■ **WHAT THIS TASK INVOLVES**: Look below for the line holding "target: tree trunk" and the line holding "Return the outline of every instance of the tree". Repeat those two and everything between, exactly.

■ **THE INPUT**:
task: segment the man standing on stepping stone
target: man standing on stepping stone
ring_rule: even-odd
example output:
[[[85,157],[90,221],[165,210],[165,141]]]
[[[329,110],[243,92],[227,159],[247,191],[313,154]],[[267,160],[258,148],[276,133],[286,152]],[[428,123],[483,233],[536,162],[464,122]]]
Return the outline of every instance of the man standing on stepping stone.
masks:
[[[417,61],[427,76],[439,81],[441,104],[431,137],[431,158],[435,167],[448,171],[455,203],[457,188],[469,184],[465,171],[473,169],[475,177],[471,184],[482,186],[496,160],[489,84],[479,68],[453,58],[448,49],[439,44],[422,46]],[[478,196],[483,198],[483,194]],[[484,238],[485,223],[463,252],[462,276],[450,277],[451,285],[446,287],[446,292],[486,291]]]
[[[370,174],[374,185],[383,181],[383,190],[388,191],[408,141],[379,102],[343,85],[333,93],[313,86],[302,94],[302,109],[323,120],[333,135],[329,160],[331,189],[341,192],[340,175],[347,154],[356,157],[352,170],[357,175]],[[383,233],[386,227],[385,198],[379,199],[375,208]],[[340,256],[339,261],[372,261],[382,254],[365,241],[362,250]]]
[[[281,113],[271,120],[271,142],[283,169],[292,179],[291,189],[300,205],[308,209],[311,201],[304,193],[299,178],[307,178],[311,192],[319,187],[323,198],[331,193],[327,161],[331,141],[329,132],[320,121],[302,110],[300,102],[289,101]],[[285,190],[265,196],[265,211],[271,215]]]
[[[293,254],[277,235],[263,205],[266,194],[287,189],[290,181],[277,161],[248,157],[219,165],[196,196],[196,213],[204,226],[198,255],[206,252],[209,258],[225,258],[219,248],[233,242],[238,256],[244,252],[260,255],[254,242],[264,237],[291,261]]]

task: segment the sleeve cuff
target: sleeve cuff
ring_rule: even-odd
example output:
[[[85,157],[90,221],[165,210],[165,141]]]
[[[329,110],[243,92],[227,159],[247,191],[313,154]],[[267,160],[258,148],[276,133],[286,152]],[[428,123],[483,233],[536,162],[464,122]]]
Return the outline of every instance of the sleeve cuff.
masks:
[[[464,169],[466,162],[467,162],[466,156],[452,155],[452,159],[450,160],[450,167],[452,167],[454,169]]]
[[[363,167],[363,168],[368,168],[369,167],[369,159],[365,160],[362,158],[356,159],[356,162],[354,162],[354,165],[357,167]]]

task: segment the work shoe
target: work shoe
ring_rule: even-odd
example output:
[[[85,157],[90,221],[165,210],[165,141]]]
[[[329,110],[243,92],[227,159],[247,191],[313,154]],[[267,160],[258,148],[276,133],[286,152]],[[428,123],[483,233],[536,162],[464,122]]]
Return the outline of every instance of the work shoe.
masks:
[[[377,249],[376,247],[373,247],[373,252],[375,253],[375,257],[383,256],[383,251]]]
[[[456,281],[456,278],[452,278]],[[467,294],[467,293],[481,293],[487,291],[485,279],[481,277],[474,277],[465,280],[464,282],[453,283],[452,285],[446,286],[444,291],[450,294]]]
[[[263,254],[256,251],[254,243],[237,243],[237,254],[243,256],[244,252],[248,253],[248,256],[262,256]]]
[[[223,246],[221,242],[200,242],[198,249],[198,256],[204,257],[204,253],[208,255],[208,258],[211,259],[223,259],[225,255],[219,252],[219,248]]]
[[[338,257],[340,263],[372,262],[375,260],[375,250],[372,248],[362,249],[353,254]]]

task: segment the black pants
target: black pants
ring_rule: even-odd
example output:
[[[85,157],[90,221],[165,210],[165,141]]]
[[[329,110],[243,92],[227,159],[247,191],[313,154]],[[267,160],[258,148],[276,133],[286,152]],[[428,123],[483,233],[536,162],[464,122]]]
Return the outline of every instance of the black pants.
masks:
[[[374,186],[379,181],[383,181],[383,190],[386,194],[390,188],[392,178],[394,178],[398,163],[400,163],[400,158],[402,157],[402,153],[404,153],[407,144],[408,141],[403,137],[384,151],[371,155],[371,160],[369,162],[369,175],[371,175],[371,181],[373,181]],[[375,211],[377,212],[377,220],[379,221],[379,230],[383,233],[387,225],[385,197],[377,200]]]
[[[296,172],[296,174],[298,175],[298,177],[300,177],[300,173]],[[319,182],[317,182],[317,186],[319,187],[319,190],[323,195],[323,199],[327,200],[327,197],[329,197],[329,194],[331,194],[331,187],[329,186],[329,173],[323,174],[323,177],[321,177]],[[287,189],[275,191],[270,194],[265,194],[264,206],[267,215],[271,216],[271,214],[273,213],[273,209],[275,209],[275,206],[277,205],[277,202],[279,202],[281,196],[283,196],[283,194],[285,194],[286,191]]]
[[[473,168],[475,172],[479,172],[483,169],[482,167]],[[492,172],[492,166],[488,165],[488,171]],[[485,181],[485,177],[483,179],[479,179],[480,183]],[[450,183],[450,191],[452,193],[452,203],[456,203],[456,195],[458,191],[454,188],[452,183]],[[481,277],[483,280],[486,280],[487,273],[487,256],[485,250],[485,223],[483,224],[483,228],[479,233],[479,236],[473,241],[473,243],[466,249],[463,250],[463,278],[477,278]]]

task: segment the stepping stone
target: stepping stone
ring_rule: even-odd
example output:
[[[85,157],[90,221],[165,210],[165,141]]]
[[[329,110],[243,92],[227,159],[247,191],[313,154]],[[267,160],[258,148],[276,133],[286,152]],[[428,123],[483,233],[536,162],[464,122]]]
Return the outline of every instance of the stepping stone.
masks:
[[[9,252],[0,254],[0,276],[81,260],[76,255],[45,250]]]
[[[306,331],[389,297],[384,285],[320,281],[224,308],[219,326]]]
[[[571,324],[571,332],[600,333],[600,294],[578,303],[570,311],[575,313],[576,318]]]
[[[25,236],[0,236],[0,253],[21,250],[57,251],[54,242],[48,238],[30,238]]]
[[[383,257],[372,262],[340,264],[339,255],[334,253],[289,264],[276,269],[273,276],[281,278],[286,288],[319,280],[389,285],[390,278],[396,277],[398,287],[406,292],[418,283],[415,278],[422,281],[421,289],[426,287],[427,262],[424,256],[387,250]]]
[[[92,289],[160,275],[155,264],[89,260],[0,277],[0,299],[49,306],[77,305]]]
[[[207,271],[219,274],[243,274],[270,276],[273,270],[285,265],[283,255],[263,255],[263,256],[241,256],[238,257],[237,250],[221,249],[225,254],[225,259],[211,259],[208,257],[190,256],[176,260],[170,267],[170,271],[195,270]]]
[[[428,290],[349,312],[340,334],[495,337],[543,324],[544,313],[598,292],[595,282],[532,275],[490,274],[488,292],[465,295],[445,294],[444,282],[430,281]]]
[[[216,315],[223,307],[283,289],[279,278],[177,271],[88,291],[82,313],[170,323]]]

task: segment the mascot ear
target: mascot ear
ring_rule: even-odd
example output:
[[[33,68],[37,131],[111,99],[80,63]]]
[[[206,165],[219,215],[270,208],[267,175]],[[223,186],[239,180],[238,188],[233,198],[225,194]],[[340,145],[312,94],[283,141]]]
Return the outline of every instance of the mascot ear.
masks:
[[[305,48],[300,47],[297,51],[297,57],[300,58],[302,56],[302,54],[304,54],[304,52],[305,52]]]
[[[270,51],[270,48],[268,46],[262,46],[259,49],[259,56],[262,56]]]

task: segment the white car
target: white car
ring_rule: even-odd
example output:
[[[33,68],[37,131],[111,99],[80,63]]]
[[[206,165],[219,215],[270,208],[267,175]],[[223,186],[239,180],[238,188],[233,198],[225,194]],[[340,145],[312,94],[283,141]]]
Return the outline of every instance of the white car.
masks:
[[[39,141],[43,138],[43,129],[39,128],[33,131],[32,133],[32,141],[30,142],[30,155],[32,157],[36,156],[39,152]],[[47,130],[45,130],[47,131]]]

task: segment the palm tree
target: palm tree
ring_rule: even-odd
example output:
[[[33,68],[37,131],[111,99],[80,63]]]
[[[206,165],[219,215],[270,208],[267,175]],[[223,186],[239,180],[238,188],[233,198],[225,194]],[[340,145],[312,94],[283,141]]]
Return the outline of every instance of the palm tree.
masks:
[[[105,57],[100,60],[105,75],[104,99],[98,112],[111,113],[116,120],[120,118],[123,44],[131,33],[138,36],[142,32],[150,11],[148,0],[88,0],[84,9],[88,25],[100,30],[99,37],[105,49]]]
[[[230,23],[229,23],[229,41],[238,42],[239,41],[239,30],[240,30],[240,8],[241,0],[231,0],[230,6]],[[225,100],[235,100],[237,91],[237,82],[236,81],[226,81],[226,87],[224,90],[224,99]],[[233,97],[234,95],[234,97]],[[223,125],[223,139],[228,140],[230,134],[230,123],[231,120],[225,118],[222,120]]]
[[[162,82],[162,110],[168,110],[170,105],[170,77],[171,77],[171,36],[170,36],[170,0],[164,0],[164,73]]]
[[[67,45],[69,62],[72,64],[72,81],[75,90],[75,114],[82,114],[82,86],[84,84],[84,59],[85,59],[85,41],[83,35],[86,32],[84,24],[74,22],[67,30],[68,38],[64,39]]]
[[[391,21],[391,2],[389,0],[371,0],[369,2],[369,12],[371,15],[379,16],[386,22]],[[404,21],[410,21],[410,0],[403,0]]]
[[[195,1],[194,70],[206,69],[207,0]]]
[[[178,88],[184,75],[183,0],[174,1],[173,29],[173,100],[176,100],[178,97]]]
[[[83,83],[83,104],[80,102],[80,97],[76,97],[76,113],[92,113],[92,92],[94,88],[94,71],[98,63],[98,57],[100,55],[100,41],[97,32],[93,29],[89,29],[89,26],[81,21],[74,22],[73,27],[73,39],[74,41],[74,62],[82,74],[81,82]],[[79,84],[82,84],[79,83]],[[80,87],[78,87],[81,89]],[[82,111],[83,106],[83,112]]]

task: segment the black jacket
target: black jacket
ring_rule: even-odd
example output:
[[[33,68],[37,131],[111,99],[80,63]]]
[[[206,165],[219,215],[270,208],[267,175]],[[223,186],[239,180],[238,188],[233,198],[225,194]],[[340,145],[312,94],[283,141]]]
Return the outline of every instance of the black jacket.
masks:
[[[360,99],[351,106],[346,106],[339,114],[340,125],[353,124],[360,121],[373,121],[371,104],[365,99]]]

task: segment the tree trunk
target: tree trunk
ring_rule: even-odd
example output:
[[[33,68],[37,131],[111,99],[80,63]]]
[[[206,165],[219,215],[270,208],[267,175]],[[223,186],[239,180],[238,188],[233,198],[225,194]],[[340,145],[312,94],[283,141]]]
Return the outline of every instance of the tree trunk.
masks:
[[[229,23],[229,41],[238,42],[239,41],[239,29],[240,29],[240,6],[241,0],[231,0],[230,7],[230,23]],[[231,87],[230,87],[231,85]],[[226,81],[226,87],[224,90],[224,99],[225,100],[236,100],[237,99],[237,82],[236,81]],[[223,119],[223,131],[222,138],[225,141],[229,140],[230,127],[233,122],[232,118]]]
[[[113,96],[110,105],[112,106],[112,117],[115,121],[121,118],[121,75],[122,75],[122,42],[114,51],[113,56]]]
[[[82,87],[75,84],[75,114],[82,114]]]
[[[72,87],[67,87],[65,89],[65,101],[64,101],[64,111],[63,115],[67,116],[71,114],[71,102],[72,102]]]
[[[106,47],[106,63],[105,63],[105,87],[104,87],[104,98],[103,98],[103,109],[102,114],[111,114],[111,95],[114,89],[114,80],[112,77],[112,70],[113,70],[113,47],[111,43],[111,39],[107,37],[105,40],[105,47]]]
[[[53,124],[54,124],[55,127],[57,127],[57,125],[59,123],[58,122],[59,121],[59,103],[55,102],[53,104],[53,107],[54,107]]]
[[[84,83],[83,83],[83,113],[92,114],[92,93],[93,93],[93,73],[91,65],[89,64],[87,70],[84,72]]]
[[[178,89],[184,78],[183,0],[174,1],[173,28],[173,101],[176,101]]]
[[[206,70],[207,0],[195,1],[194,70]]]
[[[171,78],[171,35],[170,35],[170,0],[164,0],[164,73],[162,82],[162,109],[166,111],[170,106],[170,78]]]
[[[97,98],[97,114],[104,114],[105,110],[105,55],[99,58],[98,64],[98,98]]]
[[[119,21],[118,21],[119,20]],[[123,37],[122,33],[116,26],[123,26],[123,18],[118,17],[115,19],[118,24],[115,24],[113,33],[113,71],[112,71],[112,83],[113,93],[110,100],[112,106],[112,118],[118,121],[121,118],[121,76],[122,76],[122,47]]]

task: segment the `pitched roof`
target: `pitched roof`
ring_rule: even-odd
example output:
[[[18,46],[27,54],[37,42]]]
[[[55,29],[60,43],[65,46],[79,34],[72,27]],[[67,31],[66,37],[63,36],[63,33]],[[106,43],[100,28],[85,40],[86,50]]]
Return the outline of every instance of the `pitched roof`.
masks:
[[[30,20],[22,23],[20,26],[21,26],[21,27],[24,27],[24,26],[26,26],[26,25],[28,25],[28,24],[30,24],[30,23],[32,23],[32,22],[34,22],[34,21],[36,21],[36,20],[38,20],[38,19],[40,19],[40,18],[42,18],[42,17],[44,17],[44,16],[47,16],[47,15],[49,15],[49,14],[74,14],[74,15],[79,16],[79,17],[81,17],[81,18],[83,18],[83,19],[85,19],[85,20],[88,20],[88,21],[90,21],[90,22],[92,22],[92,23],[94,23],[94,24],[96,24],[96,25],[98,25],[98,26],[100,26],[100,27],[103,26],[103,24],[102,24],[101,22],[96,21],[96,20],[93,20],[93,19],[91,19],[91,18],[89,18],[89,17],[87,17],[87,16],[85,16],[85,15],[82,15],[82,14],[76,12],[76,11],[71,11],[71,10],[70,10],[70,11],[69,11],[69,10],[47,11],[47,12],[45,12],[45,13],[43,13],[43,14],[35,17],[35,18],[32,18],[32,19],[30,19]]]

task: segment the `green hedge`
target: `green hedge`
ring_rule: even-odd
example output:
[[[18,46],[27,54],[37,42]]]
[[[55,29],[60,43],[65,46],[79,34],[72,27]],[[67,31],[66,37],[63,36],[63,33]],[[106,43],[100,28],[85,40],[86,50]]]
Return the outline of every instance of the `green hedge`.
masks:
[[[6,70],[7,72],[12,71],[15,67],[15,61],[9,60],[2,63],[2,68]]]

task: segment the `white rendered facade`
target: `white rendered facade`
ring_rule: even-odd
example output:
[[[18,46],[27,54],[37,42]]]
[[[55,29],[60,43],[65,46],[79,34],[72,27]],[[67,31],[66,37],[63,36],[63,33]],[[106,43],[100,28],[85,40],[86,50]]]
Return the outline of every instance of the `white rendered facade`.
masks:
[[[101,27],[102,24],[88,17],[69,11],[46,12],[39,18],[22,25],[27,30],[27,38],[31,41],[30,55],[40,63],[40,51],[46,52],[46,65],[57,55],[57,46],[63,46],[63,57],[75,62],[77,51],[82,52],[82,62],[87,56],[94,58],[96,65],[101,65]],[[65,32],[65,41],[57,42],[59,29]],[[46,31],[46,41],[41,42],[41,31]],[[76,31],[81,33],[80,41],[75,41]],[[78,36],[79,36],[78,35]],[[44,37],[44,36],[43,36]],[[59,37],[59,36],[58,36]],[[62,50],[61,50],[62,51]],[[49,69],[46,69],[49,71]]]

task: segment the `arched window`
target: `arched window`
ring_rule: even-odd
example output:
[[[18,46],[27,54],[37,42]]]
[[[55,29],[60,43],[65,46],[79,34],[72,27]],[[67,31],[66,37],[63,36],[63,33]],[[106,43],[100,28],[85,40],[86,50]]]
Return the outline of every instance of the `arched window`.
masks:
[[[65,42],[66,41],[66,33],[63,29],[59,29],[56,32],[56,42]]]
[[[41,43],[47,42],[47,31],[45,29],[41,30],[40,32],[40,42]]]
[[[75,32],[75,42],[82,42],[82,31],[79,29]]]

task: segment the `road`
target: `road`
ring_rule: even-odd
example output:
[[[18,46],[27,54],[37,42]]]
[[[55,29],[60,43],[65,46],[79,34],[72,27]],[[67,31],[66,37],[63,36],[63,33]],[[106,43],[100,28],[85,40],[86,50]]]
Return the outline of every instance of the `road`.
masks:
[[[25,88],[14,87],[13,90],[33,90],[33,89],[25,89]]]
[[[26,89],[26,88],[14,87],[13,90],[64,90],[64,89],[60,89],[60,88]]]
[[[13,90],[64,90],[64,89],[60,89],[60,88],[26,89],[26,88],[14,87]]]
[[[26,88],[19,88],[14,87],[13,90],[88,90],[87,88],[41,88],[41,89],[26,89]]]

■ **REPLY TO THE TASK**:
target: tree trunk
ring_rule: even-odd
example output:
[[[33,68],[37,131],[111,99],[80,63]]]
[[[206,165],[219,215],[270,208],[267,175]],[[223,186],[239,180],[238,188],[233,198],[225,194]],[[340,145],[312,94],[283,141]]]
Return the outline of every instance of the tree trunk.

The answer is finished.